**WRITTEN EXERCISE**
Present the material below as a two-column CSV with the headers "query" and "answer", one row per item, putting each value in a single quoted field and replacing line breaks with spaces. Omit the pictures from the output.

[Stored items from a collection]
■ ■ ■ ■ ■

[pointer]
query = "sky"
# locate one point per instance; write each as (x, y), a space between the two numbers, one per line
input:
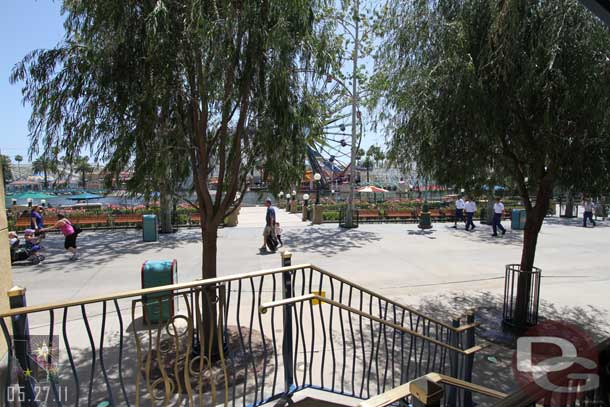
(26, 25)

■ ■ ■ ■ ■

**COMPLETE OUTPUT**
query,answer
"[pointer] query = ""sky"" # locate one point per instance; write each as (x, y), a space between the two numbers, one per line input:","(26, 25)"